## TEXT EXTRACT
* Start *

Swing dance is a group of social dances that developed with the swing style of jazz music in the 1920s–1940s, with the origins of each dance predating the popular "swing era". Hundreds of styles of swing dancing were developed; those that have survived beyond that era include Lindy Hop, Balboa, Collegiate Shag, and Charleston. Today, the best-known of these dances is the Lindy Hop,  which originated in Harlem in the early 1930s.  While the majority of swing dances began in African-American communities as vernacular African-American dances, some influenced swing-era dances, like Balboa, developed outside of these communities.

"Swing dance" was not commonly used to identify a group of dances until the latter half of the 20th century. Historically, the term swing referred to the style of jazz music, which inspired the evolution of the dance. Jitterbug is any form of swing dance, though it is often used as a synonym for the six-count derivative of Lindy Hop called "East Coast Swing".  It was also common to use the word to identify a kind of dancer (i.e., a swing dancer).  A "jitterbug" might prefer to dance Lindy Hop, Shag, or any of the other swing dances.  The term was famously associated with swing era band leader Cab Calloway because, as he put it, "[The dancers] look like a bunch of jitterbugs out there on the floor due to their fast, often bouncy movements."

The term "swing dancing" is often extended to include other dances that do not have certain characteristics of traditional swing dances: West Coast Swing, Carolina Shag, East Coast Swing, Hand Dancing, Jive, Rock and Roll, Modern Jive, and other dances developed during the 1940s and later.  A strong tradition of social and competitive boogie woogie and Rock 'n' Roll in Europe add these dances to their local swing dance cultures.

Original forms dating from the 1920s and early 1930s

 Lindy Hop evolved in the early 1930s. It is a dance of African American origin characterized by a high degree of physical vigor. It is characterized by an 8-count circular basic or "swing out" and has an emphasis on improvisation and the ability to easily adapt to include other steps in 8-count and 6-count rhythms. The name "Lindy Hop" is often attributed to "Shorty" George Snowden during an interaction with a newspaper writer who asked him what kind of dance they were doing. Because Charles Lindbergh had just made his famous solo flight across the Atlantic Ocean, Shorty George is said to have replied, "the Lindy Hop." Whether it was Shorty George who coined the name is disputed by some writers, but, in any case, the name stuck. The Savoy Ballroom in Harlem was the home of the Lindy Hop. As its popularity increased, professional troupes were formed. These troupes toured the United States and Europe performing versions of the Lindy Hop.

* End *

## DIRECTIVE
Continue the passage on swing dance from its final sentence.

## DATA PROVIDED
* Start *

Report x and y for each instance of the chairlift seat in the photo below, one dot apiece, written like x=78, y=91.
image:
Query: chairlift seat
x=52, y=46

* End *

## THE REPLY
 Balboa, also known as "Bal" is an 8-count dance that is done in closed position. The earliest form of the dance (often called "Pure Balboa") evolved in the mostly conservative dance halls of southern California where space was limited and strict codes of conduct were enforced.  These dance halls usually prohibited the wild kicks of the Charleston and Lindy Hop.  Pure Balboa is characterized by an upright posture with partners standing chest to chest.  There are no spins or turns and the dancers remain in contact through the upper chest at all times. Not leaving much scope for variations, pure Balboa is an intrinsically very simple dance. The few step variations generally play with the rhythm or look and feel (style) from below the knee downwards and deal with changes in direction. Balboa is frequently danced to fast jazz (usually anything from 180 to 320 BPM ), though many like a slower (170-190 BPM) tempo. While most dancers differentiate between pure Balboa and Bal Swing, both are considered to be a part of the dance. Bal Swing evolved from Balboa when original Balboa dancers experimented with fancier variations of the dance which forced the chest to chest connection to be broken. In this form of Bal a variety of spins, turns, dips, tricks, and even air steps are introduced. These improvisations are permissible provided the overall style and framework remain true in spirit to the original dance and are combined with original Balboa footwork.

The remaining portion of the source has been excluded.